Region pointing data:
----
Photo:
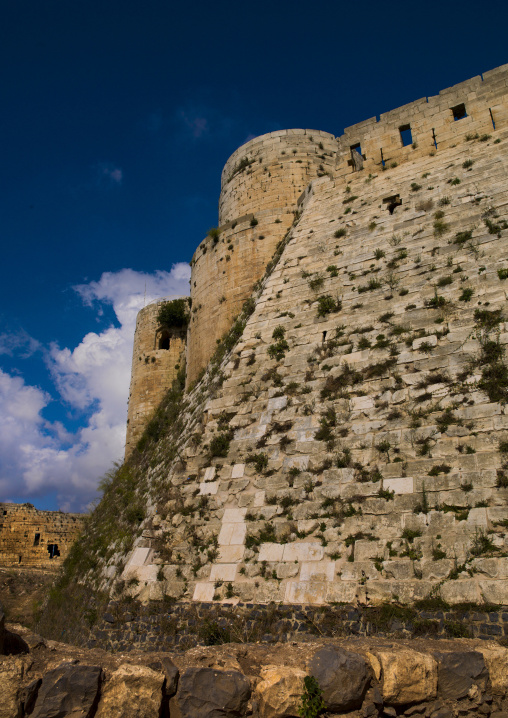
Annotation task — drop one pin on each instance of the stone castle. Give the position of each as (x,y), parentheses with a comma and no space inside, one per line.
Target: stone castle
(31,538)
(347,440)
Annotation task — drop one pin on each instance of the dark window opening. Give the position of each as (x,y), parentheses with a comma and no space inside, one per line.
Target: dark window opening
(164,340)
(53,550)
(459,112)
(356,161)
(392,202)
(406,135)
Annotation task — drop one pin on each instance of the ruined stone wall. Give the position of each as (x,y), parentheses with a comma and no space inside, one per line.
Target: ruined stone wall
(431,121)
(261,184)
(153,369)
(29,537)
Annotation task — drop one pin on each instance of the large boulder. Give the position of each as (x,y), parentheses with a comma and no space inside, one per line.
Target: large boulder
(210,693)
(132,692)
(406,676)
(458,671)
(165,665)
(69,690)
(2,629)
(496,658)
(343,677)
(12,670)
(280,691)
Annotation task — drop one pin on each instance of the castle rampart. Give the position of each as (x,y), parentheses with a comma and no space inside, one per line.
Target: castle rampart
(157,353)
(29,537)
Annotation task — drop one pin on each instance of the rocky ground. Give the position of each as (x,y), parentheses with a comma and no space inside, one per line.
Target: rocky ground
(22,592)
(357,678)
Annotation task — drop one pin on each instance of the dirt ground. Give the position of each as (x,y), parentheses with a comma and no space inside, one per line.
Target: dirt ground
(22,591)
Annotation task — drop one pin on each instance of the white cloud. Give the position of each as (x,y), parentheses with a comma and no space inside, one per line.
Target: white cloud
(93,378)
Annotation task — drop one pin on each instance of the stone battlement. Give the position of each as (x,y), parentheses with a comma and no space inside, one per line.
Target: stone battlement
(29,537)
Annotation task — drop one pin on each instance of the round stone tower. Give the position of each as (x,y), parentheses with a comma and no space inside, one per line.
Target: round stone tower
(260,186)
(156,358)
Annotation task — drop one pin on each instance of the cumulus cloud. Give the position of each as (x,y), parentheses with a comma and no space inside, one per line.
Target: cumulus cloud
(37,456)
(18,343)
(108,175)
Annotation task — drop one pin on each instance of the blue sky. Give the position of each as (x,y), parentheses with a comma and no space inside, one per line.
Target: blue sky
(116,119)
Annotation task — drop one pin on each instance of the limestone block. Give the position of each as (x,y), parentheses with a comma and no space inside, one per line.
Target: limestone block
(437,570)
(362,403)
(287,570)
(432,340)
(209,473)
(232,534)
(399,570)
(365,549)
(223,572)
(280,691)
(317,571)
(209,489)
(407,676)
(271,552)
(402,485)
(461,591)
(496,659)
(341,592)
(311,592)
(230,554)
(494,592)
(259,498)
(303,552)
(131,692)
(238,471)
(232,516)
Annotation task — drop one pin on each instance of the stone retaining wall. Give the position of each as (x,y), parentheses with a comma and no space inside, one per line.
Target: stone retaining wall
(183,626)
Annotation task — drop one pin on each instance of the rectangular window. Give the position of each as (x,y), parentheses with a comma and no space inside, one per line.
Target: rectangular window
(459,112)
(405,135)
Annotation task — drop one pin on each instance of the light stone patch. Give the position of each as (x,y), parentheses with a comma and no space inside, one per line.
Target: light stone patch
(233,516)
(209,473)
(303,552)
(271,552)
(203,592)
(310,592)
(259,499)
(403,485)
(238,471)
(322,571)
(230,554)
(223,572)
(209,489)
(232,534)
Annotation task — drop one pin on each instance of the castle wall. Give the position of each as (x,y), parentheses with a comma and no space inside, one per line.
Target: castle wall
(153,370)
(29,537)
(431,121)
(261,181)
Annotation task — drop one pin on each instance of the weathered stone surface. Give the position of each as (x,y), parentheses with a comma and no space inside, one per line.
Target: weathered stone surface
(68,690)
(342,675)
(496,659)
(406,676)
(131,692)
(12,669)
(280,691)
(165,665)
(458,671)
(210,693)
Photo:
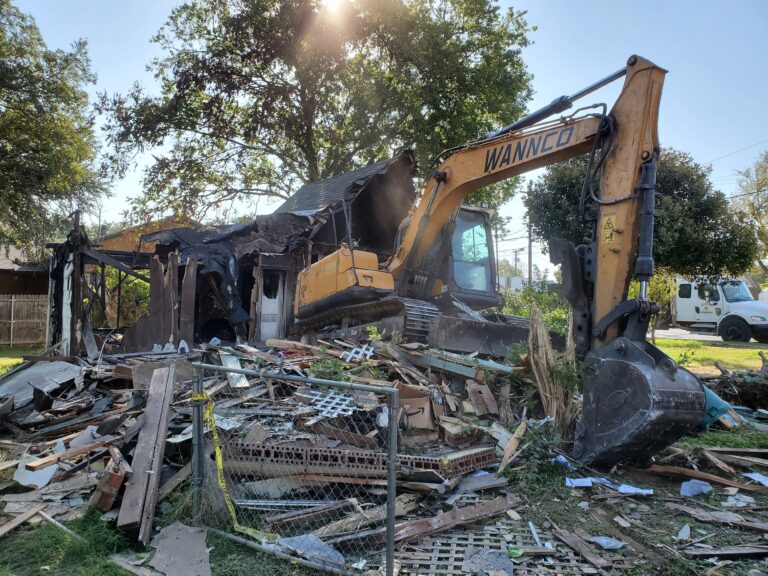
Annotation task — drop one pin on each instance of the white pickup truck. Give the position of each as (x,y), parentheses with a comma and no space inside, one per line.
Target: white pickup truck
(725,307)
----
EXERCISE AIM:
Quote all the records verbatim, dropping any pictures from your copy.

SOLUTION TO THIS PROBLEM:
Photo:
Annotation task — drop one pin on each instance of the stone castle. Give the position of each as (x,y), parentheses with a comma and no space inside, one per line.
Target: stone castle
(31,538)
(347,440)
Annotation task — drop one pin on each instance of the dark window opening. Give the position of each as (x,y), parentheses with a comma and no space inside, one per line.
Target: dark window opening
(164,340)
(53,550)
(459,112)
(356,161)
(392,202)
(406,135)
Annotation task — drop one pin on each instance of the ruined stone wall. Give the position of each as (x,y), parentheses with a comma and no space inside, one per line.
Target: ruined stone wall
(431,121)
(261,184)
(153,369)
(29,537)
Annotation task — drop one pin on each instance of the large boulder. Give the position of each as (x,y), parentheses with a comma and no space inside, one per line.
Target: large boulder
(210,693)
(132,692)
(406,676)
(458,671)
(165,665)
(69,690)
(2,629)
(496,658)
(343,677)
(12,670)
(280,691)
Annotation task — drop one pin on each instance of the castle rampart. Give the position of each as (x,y), parentheses with a comma and no space inside, one per line.
Target: castle rampart
(157,353)
(29,537)
Annotation task — drop one pin on each instance of the rocky ground. Give the position of each as (x,y), parentheses with a comma and no space inside, one per line.
Target: rocky ground
(22,592)
(357,678)
Annotation task — drop one pin on each instance of the dirt ground. Give the position of each as (x,y), parentheses with a comma and no space inside, one per line.
Target: dirt ground
(22,591)
Annotation task — drop one pin on each instance of the white cloud. Give the position of each as (x,y), parentheses with a comma and no space inside, one per line.
Target: white cloud
(93,378)
Annotation task — drop one pin on each instance of the stone battlement. Give the position of each as (x,y), parentheses with a comma and no space inside, one per line.
Target: stone battlement
(29,537)
Annotation task — drop one pin on each instance of the round stone tower. Give the position of each as (x,y), parentheses with a comma and no space inside, one per line.
Target: round stone tower
(260,186)
(156,358)
Annotation task — drop one pin on each instance of the cumulus cloud. Give the position of each as (x,y), parentheses with a comma and no space inside, one per line.
Target: cumulus cloud
(37,456)
(18,343)
(108,175)
Annotation task — drop one pin on each instance of the blue sky. Give the position of each as (x,y), parentheses with a comma and no space inside, one per line.
Target: blue sky
(116,119)
Annotation task — drop one pin on each instance of the limestone block. Give the position of each as (x,y), parentheses with a comma and no space inside, one per line.
Target: limestone block
(437,570)
(362,403)
(287,570)
(432,340)
(209,473)
(232,534)
(399,570)
(365,549)
(223,572)
(280,691)
(317,571)
(209,489)
(407,676)
(271,552)
(402,485)
(461,591)
(496,659)
(341,592)
(311,592)
(230,554)
(494,592)
(259,498)
(303,552)
(131,692)
(238,471)
(232,516)
Annotation task — drop one pin on each instance of the stone retaining wall. Give the position of each as (x,y), parentheses with a comma and no space inside, one per line.
Target: stone retaining wall
(183,626)
Annotation task — drop one pin on each instance of the rectangular window. Give the position of each as (x,y), parentheses with a comma and no space inside, one per line.
Target: rectangular window
(459,112)
(405,135)
Annotation task — drop one pin on each instance of the light stone patch. Give the position of each as (x,y), parentheses with a comma and no space inside, one per line.
Target: light stone patch
(233,516)
(209,473)
(303,552)
(271,552)
(203,592)
(310,592)
(259,499)
(403,485)
(238,471)
(322,571)
(230,554)
(223,572)
(209,489)
(232,534)
Annotation task — drop one pin on each instance of the castle wall. Give the position of each as (x,y), parentheses with a comma and no space inside, one per line.
Target: castle wall
(153,370)
(29,537)
(431,121)
(261,181)
Annotation task — drop one pin on each instance of the weathered stone surface. Give the position of each as (x,y), parentheses with a comma and no space inside, one per line.
Target: weathered stone surface
(68,690)
(342,675)
(496,659)
(406,676)
(131,692)
(12,669)
(280,691)
(165,665)
(458,671)
(210,693)
Photo:
Annotation task — drop one pin on each instance of the white pickup truck. Give the position of each as (x,y), parentheses with a comma and no space inside, one per line.
Target: white pickup truck
(725,307)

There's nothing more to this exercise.